● Your goal
Copy out every row below that contains the word "report".

*** Exercise input

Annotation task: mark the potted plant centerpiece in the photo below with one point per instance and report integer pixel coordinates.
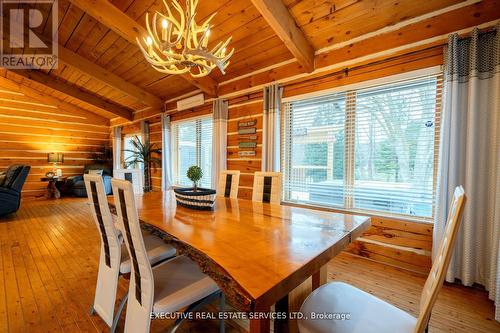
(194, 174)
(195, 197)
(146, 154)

******
*** Exercise input

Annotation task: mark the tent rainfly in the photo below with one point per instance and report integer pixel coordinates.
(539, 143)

******
*** Exercise input

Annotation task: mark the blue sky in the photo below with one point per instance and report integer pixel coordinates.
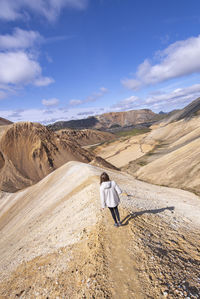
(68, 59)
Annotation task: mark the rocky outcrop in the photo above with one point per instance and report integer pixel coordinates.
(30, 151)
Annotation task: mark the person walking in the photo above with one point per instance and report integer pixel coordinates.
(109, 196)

******

● Result
Annotation task: mark the potted plant centerpiece in the photo below with one point per instance and report integer pixel coordinates.
Annotation task: mark the tent rainfly in the photo below with one point per instance and report integer pixel coordinates.
Annotation task: mark the blue sky in the photo below with one point per instance and report integer pixel coordinates.
Annotation task: mark the rocky outcrop in the photo above with one point per instance and report integer pixel coordinates.
Annotation task: mark the person walking in the photo above with one point per instance and report integer pixel coordinates.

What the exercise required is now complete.